┌─ Articolo

Come tutte le altre città siriane, Damasco ha assistito ad un continuo alternarsi di dominazioni: si può cominciare con gli Aramei all’inizio del I millenio a.C., sostituiti poi dagli Assiri e successivamente dai Romani e dai Bizantini che vi esercitarono un dominio stabile per circa 700 anni, fino alla conquista e all’espansione islamica nel 635. Sotto la dominazione araba Damasco conosce periodi di grande splendore, soprattutto sotto la dinastia degli Omayyadi, e periodi di temporaneo declino, come quando sotto gli Abbasidi la capitale venne spostata a Baghdad. Resistette ai diversi tentativi di conquista dei crociati, per poi vedersi occupata in successione dai Mongoli, dai Mamelucchi e infine dagli Ottomani fino a diventare sede di governo del mandato francese nel 1920 e infine capitale della repubblica indipendente nel 1945.

Oggi, venerdì 26 maggio, è giornata festiva per i musulmani e quindi decidiamo di dedicarla interamente alla visita del museo e degli edifici più importanti, riservandoci la mattinata di domani, prima della partenza, per disperdersi nelle centinaia di vicoli del suo immenso suq.

Di buon mattino come al solito, percorriamo a piedi la distanza che dall’albergo ci separa dall’edificio ove è ospitato il Museo Nazionale Siriano.

Già l’imponente facciata del museo è reperto assai singolare: nient’altro che la facciata del Qasr al-Hayr al-Gharbi, un castello omayyade dell’VIII secolo, smontato pezzo per pezzo nel deserto ad ovest di Palmira e qui ricostruito nella facciata esterna e in molti altri particolari architettonici e decorativi sistemati acconciamente nella prima sala del museo. E proprio al centro dell’atrio, con una fedele ricostruzione in scala, viene offerta anche l’occasione per immaginare come doveva presentarsi magnifico, il castello del deserto, alle carovane che pervenivano all’Eufrate dalle lontane contrade persiane e indiane.

All’interno, in sale appositamente ricostruite, sono esposte e conservate alcune delle raccolte più importanti di oggetti provenienti dagli scavi effettuati dalle varie missioni archeologiche straniere e nazionali.

└─
┌─ Record estratti

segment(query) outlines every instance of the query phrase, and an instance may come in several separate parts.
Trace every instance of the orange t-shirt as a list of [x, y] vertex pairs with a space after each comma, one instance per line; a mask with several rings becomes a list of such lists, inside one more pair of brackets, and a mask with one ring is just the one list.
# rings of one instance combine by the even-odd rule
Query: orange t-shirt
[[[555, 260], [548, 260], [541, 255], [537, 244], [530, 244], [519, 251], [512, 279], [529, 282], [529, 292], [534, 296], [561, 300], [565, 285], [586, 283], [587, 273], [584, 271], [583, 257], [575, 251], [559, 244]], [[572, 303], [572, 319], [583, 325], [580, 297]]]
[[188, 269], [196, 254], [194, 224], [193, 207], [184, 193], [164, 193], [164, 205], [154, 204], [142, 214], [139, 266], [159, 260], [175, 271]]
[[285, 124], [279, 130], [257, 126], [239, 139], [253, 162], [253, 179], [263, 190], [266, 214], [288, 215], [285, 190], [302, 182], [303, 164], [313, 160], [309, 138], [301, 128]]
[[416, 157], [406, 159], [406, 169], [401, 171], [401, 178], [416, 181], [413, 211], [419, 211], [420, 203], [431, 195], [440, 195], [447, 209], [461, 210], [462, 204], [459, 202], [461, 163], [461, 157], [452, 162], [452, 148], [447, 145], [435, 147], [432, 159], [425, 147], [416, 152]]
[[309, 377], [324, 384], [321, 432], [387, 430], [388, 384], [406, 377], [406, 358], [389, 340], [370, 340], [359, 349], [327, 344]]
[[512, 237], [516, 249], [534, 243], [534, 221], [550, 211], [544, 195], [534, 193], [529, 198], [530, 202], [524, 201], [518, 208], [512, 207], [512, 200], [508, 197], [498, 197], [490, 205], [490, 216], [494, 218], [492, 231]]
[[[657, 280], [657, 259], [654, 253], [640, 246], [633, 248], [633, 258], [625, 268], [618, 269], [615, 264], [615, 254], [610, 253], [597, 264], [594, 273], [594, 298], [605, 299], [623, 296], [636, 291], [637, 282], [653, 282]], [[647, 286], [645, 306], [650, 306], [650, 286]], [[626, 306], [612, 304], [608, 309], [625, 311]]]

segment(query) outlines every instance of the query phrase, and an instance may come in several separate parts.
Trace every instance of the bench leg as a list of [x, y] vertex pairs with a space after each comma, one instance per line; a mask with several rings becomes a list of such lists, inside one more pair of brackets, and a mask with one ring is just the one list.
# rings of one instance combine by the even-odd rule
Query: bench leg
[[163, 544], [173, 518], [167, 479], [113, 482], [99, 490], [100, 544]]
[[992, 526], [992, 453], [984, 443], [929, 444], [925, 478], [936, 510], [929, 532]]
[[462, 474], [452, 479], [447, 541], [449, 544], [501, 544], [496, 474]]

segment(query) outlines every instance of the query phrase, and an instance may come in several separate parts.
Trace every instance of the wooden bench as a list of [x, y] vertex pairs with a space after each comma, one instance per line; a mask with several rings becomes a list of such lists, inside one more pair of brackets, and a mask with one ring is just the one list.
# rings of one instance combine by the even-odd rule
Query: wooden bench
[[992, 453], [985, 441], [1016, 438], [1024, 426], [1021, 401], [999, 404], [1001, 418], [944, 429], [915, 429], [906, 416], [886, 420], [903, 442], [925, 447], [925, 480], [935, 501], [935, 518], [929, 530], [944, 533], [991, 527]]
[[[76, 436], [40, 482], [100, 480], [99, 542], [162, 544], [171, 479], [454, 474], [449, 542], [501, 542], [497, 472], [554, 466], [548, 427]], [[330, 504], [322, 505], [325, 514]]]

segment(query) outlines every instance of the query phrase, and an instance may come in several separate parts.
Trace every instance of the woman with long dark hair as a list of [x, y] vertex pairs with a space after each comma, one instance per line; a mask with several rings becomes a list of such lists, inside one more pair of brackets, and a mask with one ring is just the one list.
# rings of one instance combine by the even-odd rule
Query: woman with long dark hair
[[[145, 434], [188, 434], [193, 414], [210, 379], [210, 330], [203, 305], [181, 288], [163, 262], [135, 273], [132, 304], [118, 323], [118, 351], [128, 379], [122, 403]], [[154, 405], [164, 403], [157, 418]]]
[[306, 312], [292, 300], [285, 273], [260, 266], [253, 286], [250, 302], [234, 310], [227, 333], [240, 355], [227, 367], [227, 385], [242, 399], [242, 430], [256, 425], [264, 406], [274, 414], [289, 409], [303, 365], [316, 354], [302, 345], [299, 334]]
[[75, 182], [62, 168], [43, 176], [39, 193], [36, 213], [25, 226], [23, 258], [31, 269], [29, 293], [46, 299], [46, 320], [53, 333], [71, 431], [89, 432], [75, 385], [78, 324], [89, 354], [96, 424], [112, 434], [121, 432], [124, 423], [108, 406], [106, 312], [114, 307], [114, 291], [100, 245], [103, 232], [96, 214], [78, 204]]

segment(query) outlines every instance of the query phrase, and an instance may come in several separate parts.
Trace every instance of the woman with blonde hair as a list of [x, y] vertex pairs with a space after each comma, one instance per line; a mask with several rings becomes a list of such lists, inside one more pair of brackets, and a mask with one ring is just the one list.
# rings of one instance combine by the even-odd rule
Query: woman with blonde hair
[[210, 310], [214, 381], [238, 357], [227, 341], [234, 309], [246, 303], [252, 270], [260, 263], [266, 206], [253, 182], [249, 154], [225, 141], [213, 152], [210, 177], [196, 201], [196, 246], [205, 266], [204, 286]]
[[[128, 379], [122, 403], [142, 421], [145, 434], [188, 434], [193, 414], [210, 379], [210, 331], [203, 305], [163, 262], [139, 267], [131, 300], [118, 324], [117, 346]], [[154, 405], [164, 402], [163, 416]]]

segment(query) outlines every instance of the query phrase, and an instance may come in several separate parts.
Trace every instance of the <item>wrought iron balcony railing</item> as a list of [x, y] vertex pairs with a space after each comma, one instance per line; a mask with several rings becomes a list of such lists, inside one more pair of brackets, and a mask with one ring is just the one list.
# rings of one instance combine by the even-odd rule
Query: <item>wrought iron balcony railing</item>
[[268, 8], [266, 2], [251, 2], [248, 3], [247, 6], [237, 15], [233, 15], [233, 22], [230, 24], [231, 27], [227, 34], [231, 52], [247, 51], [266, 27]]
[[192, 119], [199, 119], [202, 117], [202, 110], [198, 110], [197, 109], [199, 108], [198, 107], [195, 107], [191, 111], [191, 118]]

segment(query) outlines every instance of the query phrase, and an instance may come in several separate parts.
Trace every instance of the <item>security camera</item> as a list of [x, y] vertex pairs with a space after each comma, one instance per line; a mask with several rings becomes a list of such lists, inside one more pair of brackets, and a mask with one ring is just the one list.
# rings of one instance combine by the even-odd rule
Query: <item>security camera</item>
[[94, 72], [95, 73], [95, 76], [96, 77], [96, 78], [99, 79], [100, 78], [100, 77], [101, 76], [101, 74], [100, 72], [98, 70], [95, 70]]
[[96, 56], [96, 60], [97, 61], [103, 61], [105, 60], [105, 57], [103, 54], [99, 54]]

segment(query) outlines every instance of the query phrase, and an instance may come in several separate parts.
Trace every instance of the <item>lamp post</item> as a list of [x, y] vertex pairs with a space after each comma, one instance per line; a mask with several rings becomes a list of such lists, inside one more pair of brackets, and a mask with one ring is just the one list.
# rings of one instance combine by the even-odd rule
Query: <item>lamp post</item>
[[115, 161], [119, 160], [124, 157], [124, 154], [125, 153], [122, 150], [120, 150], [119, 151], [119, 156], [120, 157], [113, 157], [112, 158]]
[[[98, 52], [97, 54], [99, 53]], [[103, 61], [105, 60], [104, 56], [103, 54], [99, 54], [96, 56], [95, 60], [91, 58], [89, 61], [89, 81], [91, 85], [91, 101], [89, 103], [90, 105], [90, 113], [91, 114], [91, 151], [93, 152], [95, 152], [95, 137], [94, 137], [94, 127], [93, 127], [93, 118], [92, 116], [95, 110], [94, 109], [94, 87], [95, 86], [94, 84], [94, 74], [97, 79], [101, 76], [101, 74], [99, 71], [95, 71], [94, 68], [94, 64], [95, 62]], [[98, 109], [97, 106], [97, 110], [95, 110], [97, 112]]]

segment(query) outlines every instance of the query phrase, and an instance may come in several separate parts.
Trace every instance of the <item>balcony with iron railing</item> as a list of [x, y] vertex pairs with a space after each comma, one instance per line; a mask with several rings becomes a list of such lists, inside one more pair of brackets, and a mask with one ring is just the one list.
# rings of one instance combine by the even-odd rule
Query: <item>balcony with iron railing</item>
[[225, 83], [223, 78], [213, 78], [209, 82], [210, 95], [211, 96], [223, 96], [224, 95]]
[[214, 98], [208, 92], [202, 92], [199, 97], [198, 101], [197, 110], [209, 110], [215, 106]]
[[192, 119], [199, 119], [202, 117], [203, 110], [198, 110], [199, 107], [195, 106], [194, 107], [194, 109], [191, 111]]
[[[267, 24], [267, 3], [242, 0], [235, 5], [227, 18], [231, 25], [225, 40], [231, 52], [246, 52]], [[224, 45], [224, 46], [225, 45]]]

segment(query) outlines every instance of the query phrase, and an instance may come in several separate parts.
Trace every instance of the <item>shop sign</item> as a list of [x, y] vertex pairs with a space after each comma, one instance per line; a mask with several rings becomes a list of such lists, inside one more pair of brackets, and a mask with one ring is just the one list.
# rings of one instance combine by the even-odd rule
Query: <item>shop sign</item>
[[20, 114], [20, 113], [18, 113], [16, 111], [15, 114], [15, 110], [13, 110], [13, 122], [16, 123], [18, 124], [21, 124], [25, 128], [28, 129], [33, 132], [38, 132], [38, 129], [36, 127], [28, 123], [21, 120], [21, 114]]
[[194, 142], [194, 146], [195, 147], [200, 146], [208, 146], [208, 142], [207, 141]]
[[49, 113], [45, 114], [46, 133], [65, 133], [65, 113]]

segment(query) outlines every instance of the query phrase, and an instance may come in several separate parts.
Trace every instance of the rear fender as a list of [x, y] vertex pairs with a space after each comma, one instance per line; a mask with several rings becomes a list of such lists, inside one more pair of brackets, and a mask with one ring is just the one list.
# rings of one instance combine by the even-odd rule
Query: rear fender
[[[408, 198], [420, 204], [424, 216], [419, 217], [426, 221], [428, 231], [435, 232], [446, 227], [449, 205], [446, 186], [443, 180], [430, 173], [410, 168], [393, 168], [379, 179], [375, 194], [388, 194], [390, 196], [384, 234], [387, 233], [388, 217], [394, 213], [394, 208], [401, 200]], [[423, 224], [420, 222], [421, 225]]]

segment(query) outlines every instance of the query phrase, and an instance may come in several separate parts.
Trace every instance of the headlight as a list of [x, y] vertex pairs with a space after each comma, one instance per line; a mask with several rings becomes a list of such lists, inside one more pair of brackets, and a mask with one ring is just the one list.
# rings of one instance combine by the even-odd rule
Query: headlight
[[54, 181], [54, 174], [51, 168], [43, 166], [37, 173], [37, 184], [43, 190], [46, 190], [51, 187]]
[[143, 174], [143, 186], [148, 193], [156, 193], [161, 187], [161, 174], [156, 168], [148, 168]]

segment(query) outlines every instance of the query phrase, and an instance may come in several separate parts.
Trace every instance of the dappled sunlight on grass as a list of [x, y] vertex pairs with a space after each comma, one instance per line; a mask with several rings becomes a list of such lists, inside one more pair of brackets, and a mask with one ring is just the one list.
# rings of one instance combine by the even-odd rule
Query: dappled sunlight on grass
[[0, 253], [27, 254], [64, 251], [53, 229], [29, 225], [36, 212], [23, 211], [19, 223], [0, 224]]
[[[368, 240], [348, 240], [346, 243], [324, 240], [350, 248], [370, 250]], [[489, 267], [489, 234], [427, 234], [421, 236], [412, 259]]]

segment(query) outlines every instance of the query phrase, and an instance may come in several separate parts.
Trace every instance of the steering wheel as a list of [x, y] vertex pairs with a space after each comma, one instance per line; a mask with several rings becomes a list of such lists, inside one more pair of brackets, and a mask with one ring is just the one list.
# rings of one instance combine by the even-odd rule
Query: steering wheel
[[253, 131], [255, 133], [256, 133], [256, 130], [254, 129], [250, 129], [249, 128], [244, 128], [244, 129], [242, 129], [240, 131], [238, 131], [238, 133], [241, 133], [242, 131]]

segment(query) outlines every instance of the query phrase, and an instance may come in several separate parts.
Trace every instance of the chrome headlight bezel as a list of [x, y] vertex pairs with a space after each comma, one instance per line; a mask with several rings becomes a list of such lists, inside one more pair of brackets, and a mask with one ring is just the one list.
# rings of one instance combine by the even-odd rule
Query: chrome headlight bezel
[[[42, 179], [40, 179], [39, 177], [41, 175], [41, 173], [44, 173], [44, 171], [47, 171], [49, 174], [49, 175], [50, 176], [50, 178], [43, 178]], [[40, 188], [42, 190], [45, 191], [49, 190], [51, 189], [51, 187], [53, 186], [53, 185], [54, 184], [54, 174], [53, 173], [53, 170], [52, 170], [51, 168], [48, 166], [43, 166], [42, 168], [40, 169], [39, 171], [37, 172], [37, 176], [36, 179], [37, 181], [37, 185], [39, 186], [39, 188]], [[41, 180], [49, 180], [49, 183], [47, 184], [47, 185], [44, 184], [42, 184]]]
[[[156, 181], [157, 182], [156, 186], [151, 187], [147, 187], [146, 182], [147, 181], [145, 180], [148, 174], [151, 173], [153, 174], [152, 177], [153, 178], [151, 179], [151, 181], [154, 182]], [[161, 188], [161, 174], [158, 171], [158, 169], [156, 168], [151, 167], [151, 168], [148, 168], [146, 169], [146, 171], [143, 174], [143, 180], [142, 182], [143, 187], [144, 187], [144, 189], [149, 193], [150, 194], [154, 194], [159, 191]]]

└─

Cose da fare:
#1 Riproduci fedelmente la parte del testo su Damasco che si apre con le parole "Già l’imponente facciata" e si chiude con "persiane e indiane.".
#2 Nel testo su Damasco, di quale edificio è la facciata del Museo Nazionale Siriano?
#3 Prosegui il racconto della visita a Damasco dopo l’ultima frase riportata.

Risultati per compito:
#1
Già l’imponente facciata del museo è reperto assai singolare: nient’altro che la facciata del Qasr al-Hayr al-Gharbi, un castello omayyade dell’VIII secolo, smontato pezzo per pezzo nel deserto ad ovest di Palmira e qui ricostruito nella facciata esterna e in molti altri particolari architettonici e decorativi sistemati acconciamente nella prima sala del museo. E proprio al centro dell’atrio, con una fedele ricostruzione in scala, viene offerta anche l’occasione per immaginare come doveva presentarsi magnifico, il castello del deserto, alle carovane che pervenivano all’Eufrate dalle lontane contrade persiane e indiane.

#2 È la facciata del Qasr al-Hayr al-Gharbi, un castello omayyade dell’VIII secolo.

#3
Come al solito Belal, oggi più sereno per la notte finalmente trascorsa nella sua casa insieme alla famiglia, ci guida da par suo nella visita delle varie sale del Museo. Ma piuttosto che fare un elenco, in stretto ordine di marcia, di tutto quello che abbiamo veduto, mi limito qui a ricordare i reperti più significativi, specie quelli provenienti dai siti visitati nel corso del viaggio, cominciando da quelli relativi alle civiltà più antiche.

E allora non si può che cominciare con Ebla, nel cui reparto ricordo il torso del Principe Ibbit-Lim in basalto arricchito da una iscrizione cuneiforme che ha consentito l’identificazione del sito, e con Mari, ricca di vetrine piene di oggetti in legno, ceramica, alabastro, tra cui una deliziosa statua del re Ikun-Shamagan, a mani giunte sul petto, completo di iscrizioni sulla spalla destra.

Particolarmente interessante trovo poi la sala dedicata alla civiltà fenicia di Ugarit (Ras Shamra) dove in alcune bacheche sono esposte, oltre a vasi, ceramiche invetriate, sculture in avorio del 1400 a.C., gioielli tra cui una bella immagine del dio Bel in oro, oggetti e immagini in bronzo, piccoli animali in terracotta, sigilli cilindrici, le famose tavolette in argilla scritte in ugaritico e tra queste una, piccolissima, con i segni del primo alfabeto comparati con i segni della coesistente scrittura accadica. Piccola, ma decisiva, per assegnare ad Ugarit il merito di aver inventato il primo alfabeto fonico nella storia della civiltà.

Proseguendo nel viaggio nella storia, ricordo, del periodo greco-romano, una statua in marmo di Venere ellenistica proveniente da Lattakia e un grande mosaico con figure allegoriche proveniente da Shabba. E naturalmente, freschi di visita della città di origine, non possiamo non ammirare alcuni sarcofagi palmireni arricchiti da bassorilievi con scene di banchetti funebri e la fastosa tomba ipogea di Yarhai del 105 d.C. smontata in loco e integralmente rimontata pezzo a pezzo qui al museo.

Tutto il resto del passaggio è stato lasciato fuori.